---- Text shown

Chrysalis falls after buying third of Jupiter’s Starling stake

Shares in Jupiter’s under-pressure growth capital fund drop 6% on deal to buy £20m of unquoted Starling bank from Jupiter UK Mid Cap fund, run by co-manager Richard Watts. Analysts say the transaction increases Chrysalis' risks.

Chrysalis Investments’ (CHRY ) rehabilitation efforts took a dent today after the struggling Jupiter growth capital fund announced it would buy £20m shares in the unlisted Starling bank from its fund manager.

The move, which accompanied Jupiter’s announcement that it would unwind all unquoted positions from its open-ended funds, sent Chrysalis’ shares 6% lower as analysts said it increased the portfolio’s risks and raised questions over the independence of the board from Jupiter.

Stifel analyst Iain Scouller downgraded the investment trust to ‘sell’ from ‘hold’ saying with £20m of other planned follow-up investments, the transaction would reduce Chrysalis’ cash to £29m, or 4% of net asset value (NAV).

He described this as a ‘low cushion’ for a fund needing to support its pool of largely unquoted growth companies through an economic downturn and with capital markets currently closed to flotations.

--------
---- Dataset rows

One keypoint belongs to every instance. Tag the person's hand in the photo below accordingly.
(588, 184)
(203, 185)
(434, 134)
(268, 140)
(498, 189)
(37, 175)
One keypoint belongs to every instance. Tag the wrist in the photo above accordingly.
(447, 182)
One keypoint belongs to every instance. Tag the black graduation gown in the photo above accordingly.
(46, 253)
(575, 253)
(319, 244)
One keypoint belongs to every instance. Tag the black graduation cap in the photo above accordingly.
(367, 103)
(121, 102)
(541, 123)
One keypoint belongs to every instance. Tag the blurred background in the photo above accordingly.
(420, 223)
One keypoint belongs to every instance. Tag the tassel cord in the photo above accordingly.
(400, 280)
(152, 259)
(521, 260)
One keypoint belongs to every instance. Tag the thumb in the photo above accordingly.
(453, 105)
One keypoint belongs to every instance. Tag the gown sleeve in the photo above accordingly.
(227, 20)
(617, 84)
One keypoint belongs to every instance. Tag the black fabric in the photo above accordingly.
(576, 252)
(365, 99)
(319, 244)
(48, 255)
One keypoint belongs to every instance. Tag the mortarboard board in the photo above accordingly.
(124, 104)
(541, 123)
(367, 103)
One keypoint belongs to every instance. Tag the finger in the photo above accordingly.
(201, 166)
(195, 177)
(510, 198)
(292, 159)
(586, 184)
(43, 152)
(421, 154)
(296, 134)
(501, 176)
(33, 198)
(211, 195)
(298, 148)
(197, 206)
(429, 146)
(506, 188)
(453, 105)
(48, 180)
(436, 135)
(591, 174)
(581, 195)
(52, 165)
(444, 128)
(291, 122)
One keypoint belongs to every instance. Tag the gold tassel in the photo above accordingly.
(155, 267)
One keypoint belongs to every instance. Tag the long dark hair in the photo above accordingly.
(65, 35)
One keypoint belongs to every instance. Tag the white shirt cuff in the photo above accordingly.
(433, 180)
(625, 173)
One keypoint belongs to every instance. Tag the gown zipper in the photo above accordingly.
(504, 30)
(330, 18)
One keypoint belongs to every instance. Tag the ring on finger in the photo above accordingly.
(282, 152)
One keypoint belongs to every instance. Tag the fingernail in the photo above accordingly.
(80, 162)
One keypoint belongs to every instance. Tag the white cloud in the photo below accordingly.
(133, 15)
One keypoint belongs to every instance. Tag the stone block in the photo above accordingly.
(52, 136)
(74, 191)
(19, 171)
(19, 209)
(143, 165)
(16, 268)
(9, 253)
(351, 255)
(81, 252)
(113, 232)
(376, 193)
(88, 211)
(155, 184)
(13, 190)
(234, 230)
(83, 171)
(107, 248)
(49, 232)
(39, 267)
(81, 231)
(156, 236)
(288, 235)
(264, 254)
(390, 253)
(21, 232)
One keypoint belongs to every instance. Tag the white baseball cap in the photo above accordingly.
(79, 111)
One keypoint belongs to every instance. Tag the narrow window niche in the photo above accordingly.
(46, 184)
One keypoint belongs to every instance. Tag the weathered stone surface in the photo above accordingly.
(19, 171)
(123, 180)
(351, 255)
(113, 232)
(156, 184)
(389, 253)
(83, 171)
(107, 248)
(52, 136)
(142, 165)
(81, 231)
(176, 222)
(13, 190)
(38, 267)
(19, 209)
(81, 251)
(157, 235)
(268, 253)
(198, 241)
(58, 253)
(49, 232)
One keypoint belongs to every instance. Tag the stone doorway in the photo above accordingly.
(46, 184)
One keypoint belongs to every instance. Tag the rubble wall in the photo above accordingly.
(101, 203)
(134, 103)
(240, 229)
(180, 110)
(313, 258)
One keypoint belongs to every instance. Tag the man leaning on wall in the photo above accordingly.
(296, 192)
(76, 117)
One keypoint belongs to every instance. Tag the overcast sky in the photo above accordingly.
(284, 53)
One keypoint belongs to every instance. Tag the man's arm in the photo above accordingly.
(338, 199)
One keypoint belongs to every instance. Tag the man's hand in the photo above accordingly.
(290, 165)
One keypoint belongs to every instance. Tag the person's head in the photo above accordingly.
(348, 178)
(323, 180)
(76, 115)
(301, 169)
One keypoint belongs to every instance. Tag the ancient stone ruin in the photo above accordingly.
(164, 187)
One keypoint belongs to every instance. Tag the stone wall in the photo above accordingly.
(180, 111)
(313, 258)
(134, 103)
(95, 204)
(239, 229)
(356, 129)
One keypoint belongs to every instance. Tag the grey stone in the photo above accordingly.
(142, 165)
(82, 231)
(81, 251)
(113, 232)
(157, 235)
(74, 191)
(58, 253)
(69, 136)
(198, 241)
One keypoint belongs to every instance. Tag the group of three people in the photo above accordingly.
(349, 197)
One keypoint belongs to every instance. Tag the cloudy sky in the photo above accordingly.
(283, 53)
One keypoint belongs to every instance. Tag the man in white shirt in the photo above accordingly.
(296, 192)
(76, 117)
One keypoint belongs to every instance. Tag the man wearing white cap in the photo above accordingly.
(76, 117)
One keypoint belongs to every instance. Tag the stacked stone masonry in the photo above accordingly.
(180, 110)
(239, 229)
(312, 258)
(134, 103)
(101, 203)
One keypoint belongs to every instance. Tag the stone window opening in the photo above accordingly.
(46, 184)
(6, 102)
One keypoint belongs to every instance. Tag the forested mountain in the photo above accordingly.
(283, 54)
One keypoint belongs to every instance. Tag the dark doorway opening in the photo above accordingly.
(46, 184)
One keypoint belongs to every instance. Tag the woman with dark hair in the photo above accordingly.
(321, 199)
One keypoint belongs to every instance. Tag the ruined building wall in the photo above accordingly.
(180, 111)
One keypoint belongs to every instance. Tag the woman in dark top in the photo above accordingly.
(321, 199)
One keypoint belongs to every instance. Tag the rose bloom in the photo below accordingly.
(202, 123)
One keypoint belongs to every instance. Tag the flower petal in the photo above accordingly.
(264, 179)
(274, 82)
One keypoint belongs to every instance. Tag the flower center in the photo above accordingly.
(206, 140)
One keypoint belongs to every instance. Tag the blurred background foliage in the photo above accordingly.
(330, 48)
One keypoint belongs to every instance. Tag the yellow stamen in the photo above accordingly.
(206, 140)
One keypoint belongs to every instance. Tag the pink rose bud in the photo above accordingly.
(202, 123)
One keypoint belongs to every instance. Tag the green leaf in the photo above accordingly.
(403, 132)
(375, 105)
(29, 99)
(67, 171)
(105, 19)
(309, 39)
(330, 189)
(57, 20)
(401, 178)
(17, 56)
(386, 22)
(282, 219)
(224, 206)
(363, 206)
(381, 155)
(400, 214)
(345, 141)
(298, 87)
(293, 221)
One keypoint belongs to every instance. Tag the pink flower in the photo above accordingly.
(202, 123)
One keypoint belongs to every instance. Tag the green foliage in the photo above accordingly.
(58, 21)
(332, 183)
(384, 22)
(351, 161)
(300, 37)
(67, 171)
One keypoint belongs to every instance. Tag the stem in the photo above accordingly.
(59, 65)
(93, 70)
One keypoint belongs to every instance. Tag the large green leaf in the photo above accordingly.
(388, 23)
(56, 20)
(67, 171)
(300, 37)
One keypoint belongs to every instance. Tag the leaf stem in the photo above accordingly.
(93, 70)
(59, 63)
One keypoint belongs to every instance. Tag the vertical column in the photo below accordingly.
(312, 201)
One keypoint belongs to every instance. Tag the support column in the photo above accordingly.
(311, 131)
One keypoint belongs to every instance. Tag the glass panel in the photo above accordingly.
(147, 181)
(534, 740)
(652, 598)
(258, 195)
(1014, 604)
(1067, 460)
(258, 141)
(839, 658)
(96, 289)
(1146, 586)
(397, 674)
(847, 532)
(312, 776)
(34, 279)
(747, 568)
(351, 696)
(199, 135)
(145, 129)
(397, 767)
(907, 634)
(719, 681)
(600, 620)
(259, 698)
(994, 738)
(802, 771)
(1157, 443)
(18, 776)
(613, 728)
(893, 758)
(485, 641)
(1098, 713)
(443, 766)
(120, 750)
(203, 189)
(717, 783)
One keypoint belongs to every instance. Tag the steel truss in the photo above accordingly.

--------

▸ Problem 1:
Answer these from the Chrysalis article, marking each answer (a), (b) or (c):
(a) By what percentage did Chrysalis shares fall?
(b) Which Jupiter fund is selling the Starling shares?
(c) To what rating did Iain Scouller move the investment trust?
▸ Problem 2: Please write out the Chrysalis article from "Shares in Jupiter’s" to "board from Jupiter.".
▸ Problem 3: List every distinct figure in the Chrysalis article that carries a % sign or a £ sign.

▸ Correct output 1:
(a) 6%
(b) The Jupiter UK Mid Cap fund
(c) 'Sell' (down from 'hold')

▸ Correct output 2:
Shares in Jupiter’s under-pressure growth capital fund drop 6% on deal to buy £20m of unquoted Starling bank from Jupiter UK Mid Cap fund, run by co-manager Richard Watts. Analysts say the transaction increases Chrysalis' risks.

Chrysalis Investments’ (CHRY ) rehabilitation efforts took a dent today after the struggling Jupiter growth capital fund announced it would buy £20m shares in the unlisted Starling bank from its fund manager.

The move, which accompanied Jupiter’s announcement that it would unwind all unquoted positions from its open-ended funds, sent Chrysalis’ shares 6% lower as analysts said it increased the portfolio’s risks and raised questions over the independence of the board from Jupiter.

▸ Correct output 3: 6%, £20m, £29m, 4%